**Written exercise:** Please update the records below by changing every "Spot" to "Locate" and leaving everything else unchanged.

**Rows:**
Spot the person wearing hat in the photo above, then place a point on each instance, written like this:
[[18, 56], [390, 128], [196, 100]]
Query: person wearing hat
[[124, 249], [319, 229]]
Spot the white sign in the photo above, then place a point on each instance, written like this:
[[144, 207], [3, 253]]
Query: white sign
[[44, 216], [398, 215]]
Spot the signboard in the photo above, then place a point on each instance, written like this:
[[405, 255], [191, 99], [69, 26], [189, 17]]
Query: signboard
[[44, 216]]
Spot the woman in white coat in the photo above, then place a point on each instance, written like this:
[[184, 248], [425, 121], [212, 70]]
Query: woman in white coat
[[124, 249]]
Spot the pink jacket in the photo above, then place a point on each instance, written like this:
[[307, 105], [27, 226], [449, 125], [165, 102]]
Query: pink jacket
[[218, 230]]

**Output below:**
Locate the person wearing hat in the photo above, then place a point on each instance, written like this:
[[18, 56], [390, 128], [196, 100]]
Query: person wearing hat
[[124, 249], [319, 229]]
Locate the white sign in the photo above, then place a point on each instance, written like this:
[[144, 207], [3, 253]]
Query: white sign
[[44, 216], [398, 215]]
Locate the signboard in the photo above, then place a point on each instance, written like this:
[[405, 255], [191, 99], [69, 26], [189, 17]]
Query: signboard
[[44, 216]]
Locate the woman in white coat in the photo above, then place a point on each instance, written like this:
[[184, 248], [425, 121], [212, 70]]
Query: woman in white coat
[[124, 249]]
Locate the pink jacket in the photo above, then place a point on each instance, written like this:
[[307, 105], [27, 226], [449, 125], [165, 102]]
Query: pink jacket
[[218, 230]]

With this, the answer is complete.